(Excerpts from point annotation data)
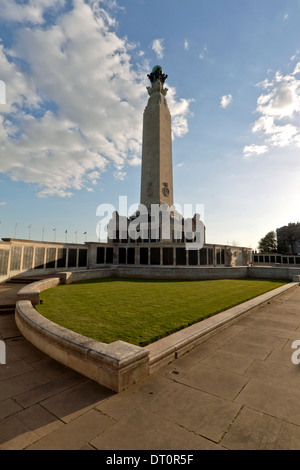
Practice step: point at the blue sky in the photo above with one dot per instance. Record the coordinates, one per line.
(71, 129)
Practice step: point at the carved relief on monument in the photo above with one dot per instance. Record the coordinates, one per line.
(150, 189)
(165, 190)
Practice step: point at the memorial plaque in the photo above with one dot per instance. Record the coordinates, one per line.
(168, 256)
(72, 260)
(39, 258)
(109, 256)
(82, 259)
(203, 256)
(16, 254)
(155, 256)
(51, 255)
(61, 257)
(4, 255)
(122, 255)
(210, 256)
(180, 256)
(223, 256)
(144, 255)
(193, 257)
(27, 257)
(131, 256)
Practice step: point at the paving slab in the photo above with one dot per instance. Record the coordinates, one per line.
(76, 434)
(253, 430)
(236, 390)
(164, 435)
(218, 382)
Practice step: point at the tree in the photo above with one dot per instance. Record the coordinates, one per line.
(268, 244)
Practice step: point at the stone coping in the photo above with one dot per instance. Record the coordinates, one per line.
(175, 345)
(119, 364)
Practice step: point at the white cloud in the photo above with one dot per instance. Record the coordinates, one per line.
(253, 149)
(31, 12)
(158, 48)
(279, 109)
(225, 101)
(94, 119)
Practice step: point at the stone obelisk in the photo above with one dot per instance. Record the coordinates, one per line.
(157, 171)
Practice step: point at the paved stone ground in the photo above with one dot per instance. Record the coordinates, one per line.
(237, 390)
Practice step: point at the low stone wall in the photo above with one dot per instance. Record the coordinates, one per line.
(119, 364)
(167, 349)
(270, 272)
(186, 272)
(115, 366)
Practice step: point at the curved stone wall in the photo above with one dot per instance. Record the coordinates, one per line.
(116, 366)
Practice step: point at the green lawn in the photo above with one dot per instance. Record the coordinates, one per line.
(142, 311)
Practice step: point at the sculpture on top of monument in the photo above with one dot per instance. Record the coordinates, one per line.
(157, 79)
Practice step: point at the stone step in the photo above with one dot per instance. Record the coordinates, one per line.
(5, 309)
(23, 280)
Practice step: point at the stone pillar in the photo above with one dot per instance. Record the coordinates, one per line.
(157, 172)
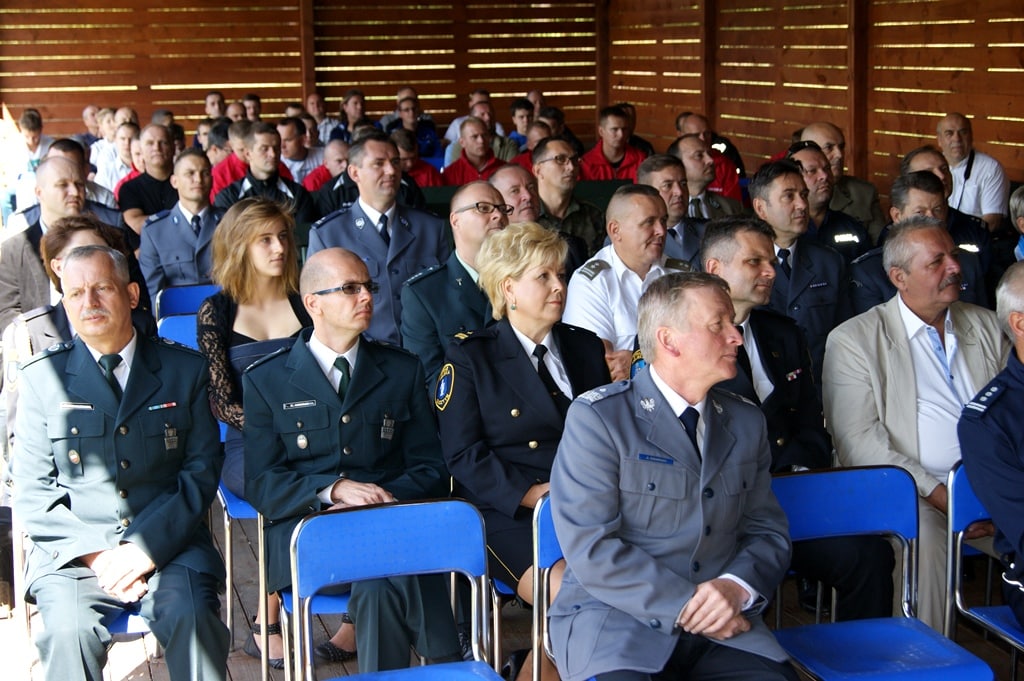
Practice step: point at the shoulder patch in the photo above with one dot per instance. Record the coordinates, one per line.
(442, 391)
(593, 268)
(677, 264)
(984, 399)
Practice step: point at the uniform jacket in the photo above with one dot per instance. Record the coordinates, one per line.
(300, 436)
(814, 296)
(91, 473)
(172, 255)
(793, 412)
(436, 304)
(642, 520)
(499, 426)
(870, 396)
(418, 242)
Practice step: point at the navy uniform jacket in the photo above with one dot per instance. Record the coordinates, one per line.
(436, 304)
(499, 426)
(869, 283)
(815, 296)
(643, 519)
(843, 232)
(91, 473)
(793, 411)
(172, 255)
(300, 437)
(418, 242)
(992, 448)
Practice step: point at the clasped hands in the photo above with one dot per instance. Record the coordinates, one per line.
(715, 610)
(122, 571)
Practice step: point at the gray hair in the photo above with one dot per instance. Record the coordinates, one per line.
(666, 303)
(89, 252)
(898, 251)
(1010, 295)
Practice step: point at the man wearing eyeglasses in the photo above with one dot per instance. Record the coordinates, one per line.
(445, 300)
(394, 242)
(556, 167)
(340, 421)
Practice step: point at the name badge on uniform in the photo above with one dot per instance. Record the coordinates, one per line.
(170, 437)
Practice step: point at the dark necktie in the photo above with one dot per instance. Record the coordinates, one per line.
(689, 418)
(341, 364)
(109, 363)
(561, 401)
(783, 261)
(695, 210)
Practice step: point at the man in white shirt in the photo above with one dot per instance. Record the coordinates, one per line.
(897, 377)
(603, 294)
(980, 185)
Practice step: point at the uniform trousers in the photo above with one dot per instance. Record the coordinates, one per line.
(182, 609)
(697, 658)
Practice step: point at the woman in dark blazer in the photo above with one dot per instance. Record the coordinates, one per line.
(501, 409)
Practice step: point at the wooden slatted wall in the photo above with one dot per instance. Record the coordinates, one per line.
(445, 49)
(145, 55)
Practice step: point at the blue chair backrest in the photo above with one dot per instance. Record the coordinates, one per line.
(414, 538)
(875, 500)
(965, 506)
(548, 550)
(182, 299)
(179, 328)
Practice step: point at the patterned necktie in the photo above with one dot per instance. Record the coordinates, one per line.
(689, 418)
(109, 363)
(341, 364)
(783, 261)
(561, 401)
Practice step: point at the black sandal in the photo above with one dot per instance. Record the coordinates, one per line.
(252, 647)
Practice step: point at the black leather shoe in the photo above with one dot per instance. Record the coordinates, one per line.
(252, 647)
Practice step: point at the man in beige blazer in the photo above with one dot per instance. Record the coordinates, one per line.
(897, 377)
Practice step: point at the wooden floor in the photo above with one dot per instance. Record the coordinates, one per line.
(134, 660)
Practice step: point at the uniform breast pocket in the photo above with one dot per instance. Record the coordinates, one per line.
(651, 497)
(383, 429)
(77, 442)
(166, 432)
(305, 432)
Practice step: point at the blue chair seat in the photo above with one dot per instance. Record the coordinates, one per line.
(907, 649)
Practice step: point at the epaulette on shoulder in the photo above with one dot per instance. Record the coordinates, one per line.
(597, 394)
(424, 273)
(593, 268)
(677, 264)
(977, 407)
(56, 348)
(266, 357)
(157, 216)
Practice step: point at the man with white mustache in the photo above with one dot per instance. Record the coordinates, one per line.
(897, 377)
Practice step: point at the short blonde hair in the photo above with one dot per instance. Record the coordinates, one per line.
(507, 254)
(240, 227)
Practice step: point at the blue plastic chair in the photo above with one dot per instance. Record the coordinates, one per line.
(179, 328)
(181, 299)
(965, 509)
(391, 540)
(881, 500)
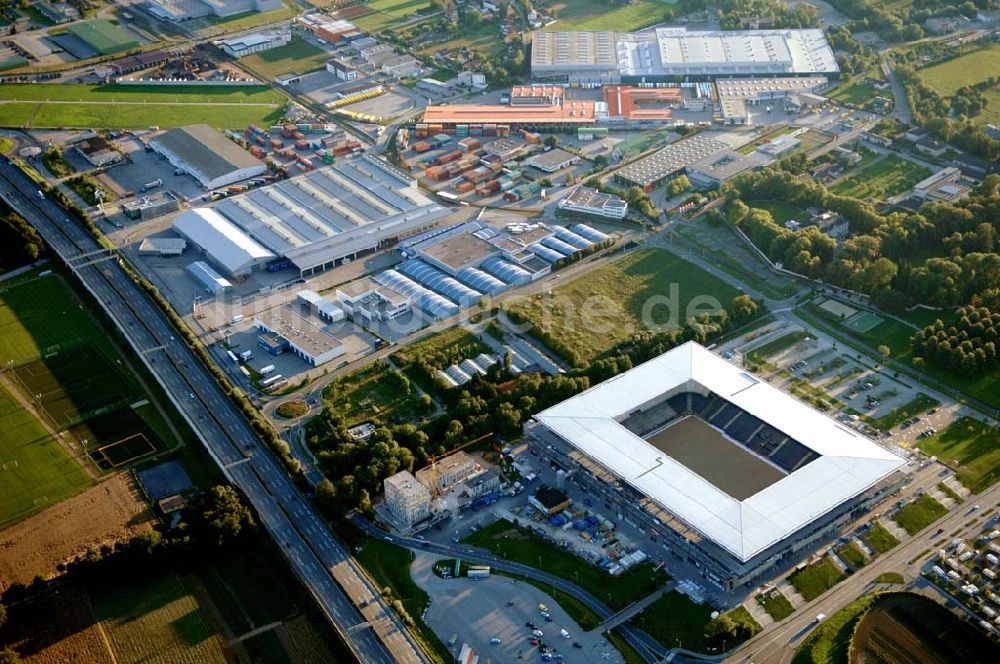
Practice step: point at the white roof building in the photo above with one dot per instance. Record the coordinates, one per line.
(229, 248)
(843, 463)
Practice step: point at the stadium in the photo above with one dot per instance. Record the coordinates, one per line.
(716, 465)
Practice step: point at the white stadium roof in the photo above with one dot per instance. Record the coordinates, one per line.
(221, 239)
(848, 462)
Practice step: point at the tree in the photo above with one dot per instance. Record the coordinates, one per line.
(9, 656)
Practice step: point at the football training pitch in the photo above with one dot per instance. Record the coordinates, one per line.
(58, 363)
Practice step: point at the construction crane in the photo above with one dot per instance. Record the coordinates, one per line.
(435, 490)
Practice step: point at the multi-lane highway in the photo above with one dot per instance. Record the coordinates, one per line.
(649, 647)
(313, 551)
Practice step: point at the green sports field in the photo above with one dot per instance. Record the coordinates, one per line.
(592, 314)
(130, 106)
(59, 361)
(598, 15)
(387, 12)
(35, 471)
(297, 56)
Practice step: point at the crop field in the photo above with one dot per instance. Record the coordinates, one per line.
(815, 580)
(72, 386)
(647, 289)
(882, 179)
(383, 13)
(113, 106)
(375, 391)
(35, 470)
(970, 448)
(156, 621)
(298, 55)
(597, 15)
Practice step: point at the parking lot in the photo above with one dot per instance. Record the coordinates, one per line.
(476, 611)
(145, 167)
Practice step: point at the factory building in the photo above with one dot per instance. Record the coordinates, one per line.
(590, 201)
(208, 156)
(672, 54)
(225, 245)
(337, 214)
(719, 468)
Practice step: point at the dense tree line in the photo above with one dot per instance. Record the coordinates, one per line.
(967, 346)
(498, 403)
(948, 118)
(20, 243)
(943, 255)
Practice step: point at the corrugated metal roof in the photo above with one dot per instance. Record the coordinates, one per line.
(221, 239)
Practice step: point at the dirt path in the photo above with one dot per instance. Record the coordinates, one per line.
(110, 511)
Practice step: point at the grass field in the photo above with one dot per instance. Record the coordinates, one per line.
(389, 565)
(880, 539)
(372, 392)
(686, 622)
(521, 546)
(597, 15)
(28, 331)
(920, 513)
(970, 448)
(156, 621)
(781, 211)
(882, 179)
(298, 55)
(35, 471)
(896, 335)
(815, 580)
(856, 92)
(387, 12)
(40, 105)
(594, 313)
(830, 641)
(776, 605)
(778, 345)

▶ [Set exercise]
Output, unchanged, the lines from the line with "Practice step: point at the parking" through the final line of the material.

▶ [Answer for the task]
Practice step: point at the parking lot in the photo above with one dot per instance. Record the coordinates, one per line.
(476, 611)
(145, 167)
Practice step: point at the factory building in the photo above with one dot per instance. Record the coordinates, one per line.
(590, 201)
(208, 156)
(672, 54)
(225, 245)
(337, 214)
(719, 468)
Practice step: point at the dense tree line in the photo above with one dot per instance. Record the coordinates, one per line.
(967, 346)
(498, 403)
(948, 118)
(20, 243)
(943, 255)
Practice step: point at the corrugated metal roof in the photo above with one dot per instance. Record the coordinates, one per line.
(221, 239)
Practice step: point at the dirt path in the photo above with one dot per instance. Record the coordinates, one per line.
(110, 511)
Practice step: point at the grass field in the photo above with one dot per instance. Record the coordinates, one per line.
(389, 565)
(880, 539)
(372, 392)
(686, 622)
(521, 546)
(597, 15)
(28, 331)
(920, 513)
(970, 448)
(156, 621)
(781, 211)
(882, 179)
(298, 55)
(35, 471)
(896, 335)
(815, 580)
(856, 92)
(387, 12)
(40, 105)
(594, 313)
(830, 641)
(776, 605)
(778, 345)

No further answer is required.